[Quelle]:

========================================================================

Sehr schöne Melodien sind Frank Nimsgern hier gelungen, von den Texten kann man das leider nicht uneingeschränkt sagen. Diese sind zur rechten Zeit platt und auf Biegen und Brechen so hingezimmert, dass sie sich doch irgendwie letztlich reimen müssen („war ich mal die letzte Nulpe blüh ich heute wie die Tulpe“, „wenn Du die Karten legst, Pique oder Herz, Du hast den Schmerz“). Das engagierte und kreative Festspielhaus-Team um Theaterdirektor Benjamin Sahler stellt stetig unter Beweis, dass es die am Forggensee aufgeführten Werke, allen voran Ludwig2, durch behutsame Weiterentwicklungen zu optimieren in der Lage ist. So wäre auch beim „Ring“ die Hoffnung angebracht, dass – sofern das Stück eine mittelfristige Zukunft im Festspielhaus haben sollte (wovon man nach der bejubelten Premiere ausgehen kann) – insbesondere am Libretto weiter gefeilt wird.

========================================================================

[Angezeigte Daten]:
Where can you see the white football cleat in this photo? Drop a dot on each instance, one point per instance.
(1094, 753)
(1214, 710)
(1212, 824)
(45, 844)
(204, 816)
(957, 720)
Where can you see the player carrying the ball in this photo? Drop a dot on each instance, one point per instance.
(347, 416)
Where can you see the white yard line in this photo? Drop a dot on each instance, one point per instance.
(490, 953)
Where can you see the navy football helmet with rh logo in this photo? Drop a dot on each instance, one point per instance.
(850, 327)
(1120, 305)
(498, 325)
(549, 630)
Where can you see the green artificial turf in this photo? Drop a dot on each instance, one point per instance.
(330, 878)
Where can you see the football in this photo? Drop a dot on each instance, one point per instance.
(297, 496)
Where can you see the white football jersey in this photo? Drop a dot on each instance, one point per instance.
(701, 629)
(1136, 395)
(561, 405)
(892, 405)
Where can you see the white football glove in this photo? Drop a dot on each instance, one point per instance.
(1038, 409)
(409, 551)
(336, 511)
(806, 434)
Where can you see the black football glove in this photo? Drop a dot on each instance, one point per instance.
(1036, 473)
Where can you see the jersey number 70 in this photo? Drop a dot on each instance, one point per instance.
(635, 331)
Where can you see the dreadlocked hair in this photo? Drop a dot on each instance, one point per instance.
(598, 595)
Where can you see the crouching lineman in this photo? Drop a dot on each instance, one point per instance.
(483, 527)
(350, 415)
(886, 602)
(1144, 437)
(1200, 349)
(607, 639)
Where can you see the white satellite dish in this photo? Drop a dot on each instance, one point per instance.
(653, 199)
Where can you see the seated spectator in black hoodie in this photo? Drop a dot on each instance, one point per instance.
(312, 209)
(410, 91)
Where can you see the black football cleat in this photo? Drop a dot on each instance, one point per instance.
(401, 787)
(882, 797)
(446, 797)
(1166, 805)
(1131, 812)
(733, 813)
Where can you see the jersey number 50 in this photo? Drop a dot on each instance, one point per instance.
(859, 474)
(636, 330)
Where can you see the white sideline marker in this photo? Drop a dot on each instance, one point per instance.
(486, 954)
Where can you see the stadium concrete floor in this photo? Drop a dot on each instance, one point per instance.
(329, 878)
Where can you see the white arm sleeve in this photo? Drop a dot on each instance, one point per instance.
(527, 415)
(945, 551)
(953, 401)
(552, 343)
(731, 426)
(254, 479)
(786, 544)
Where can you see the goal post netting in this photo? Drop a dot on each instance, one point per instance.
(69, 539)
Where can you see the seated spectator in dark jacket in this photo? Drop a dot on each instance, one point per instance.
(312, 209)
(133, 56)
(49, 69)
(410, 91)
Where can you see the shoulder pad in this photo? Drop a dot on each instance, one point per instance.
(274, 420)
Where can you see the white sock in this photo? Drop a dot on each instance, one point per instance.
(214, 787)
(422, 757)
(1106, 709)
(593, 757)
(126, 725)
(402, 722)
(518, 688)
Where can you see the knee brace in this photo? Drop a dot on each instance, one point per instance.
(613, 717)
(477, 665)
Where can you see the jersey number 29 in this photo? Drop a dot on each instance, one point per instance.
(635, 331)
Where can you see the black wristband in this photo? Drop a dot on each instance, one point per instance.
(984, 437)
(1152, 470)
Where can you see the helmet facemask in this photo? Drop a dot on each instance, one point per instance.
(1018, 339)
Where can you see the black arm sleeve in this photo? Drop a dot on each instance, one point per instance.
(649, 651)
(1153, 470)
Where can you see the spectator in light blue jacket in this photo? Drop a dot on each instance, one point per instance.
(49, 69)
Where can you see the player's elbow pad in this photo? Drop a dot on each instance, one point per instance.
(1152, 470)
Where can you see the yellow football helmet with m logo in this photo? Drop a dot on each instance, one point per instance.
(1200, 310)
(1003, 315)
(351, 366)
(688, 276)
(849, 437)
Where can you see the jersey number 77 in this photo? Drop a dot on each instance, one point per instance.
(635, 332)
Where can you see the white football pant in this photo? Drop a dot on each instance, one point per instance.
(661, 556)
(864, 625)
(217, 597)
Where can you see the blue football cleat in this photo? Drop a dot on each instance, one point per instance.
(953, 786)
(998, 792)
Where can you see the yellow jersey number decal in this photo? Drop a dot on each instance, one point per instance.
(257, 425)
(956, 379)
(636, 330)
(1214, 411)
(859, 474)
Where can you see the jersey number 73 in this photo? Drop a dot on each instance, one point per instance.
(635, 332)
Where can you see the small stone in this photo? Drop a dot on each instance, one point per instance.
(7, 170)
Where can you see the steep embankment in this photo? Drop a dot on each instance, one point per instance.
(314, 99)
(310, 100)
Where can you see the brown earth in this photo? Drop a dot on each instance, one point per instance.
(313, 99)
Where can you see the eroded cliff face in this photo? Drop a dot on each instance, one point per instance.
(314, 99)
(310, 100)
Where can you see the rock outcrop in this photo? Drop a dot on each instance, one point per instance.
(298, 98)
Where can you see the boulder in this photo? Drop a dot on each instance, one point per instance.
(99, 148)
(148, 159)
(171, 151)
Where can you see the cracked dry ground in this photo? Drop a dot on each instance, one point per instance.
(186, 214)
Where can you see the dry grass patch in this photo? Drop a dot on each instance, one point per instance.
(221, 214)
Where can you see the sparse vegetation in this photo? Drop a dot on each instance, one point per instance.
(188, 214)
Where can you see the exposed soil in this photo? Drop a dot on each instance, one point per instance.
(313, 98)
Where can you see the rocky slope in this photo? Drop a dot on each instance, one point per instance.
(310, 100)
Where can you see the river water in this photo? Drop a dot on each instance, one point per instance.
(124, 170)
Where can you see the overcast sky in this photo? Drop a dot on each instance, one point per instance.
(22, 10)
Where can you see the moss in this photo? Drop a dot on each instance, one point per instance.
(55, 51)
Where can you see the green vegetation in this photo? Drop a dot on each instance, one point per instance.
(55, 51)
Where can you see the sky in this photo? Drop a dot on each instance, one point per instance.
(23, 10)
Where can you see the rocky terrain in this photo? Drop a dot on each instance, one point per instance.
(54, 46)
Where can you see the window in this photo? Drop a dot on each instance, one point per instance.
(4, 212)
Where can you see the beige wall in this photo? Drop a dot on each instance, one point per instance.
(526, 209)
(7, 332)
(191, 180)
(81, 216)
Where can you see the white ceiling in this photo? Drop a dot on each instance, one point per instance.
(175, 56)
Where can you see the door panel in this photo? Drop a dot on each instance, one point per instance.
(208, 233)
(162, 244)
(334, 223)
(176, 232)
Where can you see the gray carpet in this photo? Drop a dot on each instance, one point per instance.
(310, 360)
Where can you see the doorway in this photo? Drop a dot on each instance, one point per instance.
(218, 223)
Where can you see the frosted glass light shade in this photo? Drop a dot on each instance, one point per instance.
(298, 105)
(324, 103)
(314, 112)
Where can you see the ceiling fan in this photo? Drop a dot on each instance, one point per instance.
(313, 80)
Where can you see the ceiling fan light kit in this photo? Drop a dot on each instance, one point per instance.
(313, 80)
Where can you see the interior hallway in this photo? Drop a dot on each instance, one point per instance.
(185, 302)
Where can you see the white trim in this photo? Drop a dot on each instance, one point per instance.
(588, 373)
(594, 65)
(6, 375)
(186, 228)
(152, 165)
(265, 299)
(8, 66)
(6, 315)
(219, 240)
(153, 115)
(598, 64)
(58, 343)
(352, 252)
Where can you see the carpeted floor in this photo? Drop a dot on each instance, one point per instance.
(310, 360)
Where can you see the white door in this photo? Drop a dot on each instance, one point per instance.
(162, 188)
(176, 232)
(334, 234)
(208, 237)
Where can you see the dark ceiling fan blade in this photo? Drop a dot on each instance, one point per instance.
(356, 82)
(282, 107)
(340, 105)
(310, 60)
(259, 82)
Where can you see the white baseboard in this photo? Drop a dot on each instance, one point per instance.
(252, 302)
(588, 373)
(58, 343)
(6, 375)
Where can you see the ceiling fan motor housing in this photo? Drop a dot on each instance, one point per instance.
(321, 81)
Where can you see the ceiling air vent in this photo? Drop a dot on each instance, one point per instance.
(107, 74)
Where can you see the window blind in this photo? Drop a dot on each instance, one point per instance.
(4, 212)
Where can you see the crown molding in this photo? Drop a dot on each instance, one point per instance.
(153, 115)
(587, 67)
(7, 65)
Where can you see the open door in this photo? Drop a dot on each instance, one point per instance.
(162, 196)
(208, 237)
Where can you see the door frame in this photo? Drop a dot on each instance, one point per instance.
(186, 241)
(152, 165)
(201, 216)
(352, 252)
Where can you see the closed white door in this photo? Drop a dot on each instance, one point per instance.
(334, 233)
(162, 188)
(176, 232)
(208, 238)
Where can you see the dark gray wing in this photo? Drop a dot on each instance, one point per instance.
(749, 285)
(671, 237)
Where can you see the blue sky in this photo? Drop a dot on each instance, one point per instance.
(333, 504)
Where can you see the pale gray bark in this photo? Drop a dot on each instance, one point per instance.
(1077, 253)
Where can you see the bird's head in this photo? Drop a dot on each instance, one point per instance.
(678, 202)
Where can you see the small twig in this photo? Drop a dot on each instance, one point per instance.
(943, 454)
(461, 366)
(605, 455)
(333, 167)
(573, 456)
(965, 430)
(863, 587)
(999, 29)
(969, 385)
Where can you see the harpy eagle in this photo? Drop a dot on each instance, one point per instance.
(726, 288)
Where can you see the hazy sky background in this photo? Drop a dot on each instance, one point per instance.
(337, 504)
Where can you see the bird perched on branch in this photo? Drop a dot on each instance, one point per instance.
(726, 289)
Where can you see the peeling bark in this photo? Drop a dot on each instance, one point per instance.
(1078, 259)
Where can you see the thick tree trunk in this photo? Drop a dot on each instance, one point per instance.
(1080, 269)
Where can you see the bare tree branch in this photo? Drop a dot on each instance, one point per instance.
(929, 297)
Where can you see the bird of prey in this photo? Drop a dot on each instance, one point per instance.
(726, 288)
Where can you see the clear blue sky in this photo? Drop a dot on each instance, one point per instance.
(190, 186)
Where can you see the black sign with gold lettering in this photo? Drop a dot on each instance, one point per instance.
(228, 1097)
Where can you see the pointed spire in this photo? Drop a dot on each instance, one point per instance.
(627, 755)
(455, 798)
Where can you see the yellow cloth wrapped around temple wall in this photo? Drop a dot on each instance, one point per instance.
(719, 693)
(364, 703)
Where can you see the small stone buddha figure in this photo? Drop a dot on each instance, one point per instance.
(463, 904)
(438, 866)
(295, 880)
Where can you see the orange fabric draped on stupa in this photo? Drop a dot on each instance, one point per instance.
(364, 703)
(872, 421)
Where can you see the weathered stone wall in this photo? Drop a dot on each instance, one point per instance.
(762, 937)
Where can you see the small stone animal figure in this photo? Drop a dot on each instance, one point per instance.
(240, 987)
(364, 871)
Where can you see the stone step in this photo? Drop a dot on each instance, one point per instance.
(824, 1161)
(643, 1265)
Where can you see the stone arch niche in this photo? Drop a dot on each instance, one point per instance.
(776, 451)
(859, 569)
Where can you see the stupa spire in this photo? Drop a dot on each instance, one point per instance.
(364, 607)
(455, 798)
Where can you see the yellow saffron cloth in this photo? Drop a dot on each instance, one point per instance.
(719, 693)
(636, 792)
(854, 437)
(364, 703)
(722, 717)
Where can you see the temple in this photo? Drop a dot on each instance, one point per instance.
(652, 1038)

========================================================================

Ändern Sie im Abschnitt der Kritik von „Sehr schöne Melodien“ bis „weiter gefeilt wird.“ das Wort „Melodien“ zu „Harmonien“ und geben Sie diesen Abschnitt erneut wieder. Die Zeilen stehen in keinem Zusammenhang mit der Kritik.

Sehr schöne Harmonien sind Frank Nimsgern hier gelungen, von den Texten kann man das leider nicht uneingeschränkt sagen. Diese sind zur rechten Zeit platt und auf Biegen und Brechen so hingezimmert, dass sie sich doch irgendwie letztlich reimen müssen („war ich mal die letzte Nulpe blüh ich heute wie die Tulpe“, „wenn Du die Karten legst, Pique oder Herz, Du hast den Schmerz“). Das engagierte und kreative Festspielhaus-Team um Theaterdirektor Benjamin Sahler stellt stetig unter Beweis, dass es die am Forggensee aufgeführten Werke, allen voran Ludwig2, durch behutsame Weiterentwicklungen zu optimieren in der Lage ist. So wäre auch beim „Ring“ die Hoffnung angebracht, dass – sofern das Stück eine mittelfristige Zukunft im Festspielhaus haben sollte (wovon man nach der bejubelten Premiere ausgehen kann) – insbesondere am Libretto weiter gefeilt wird.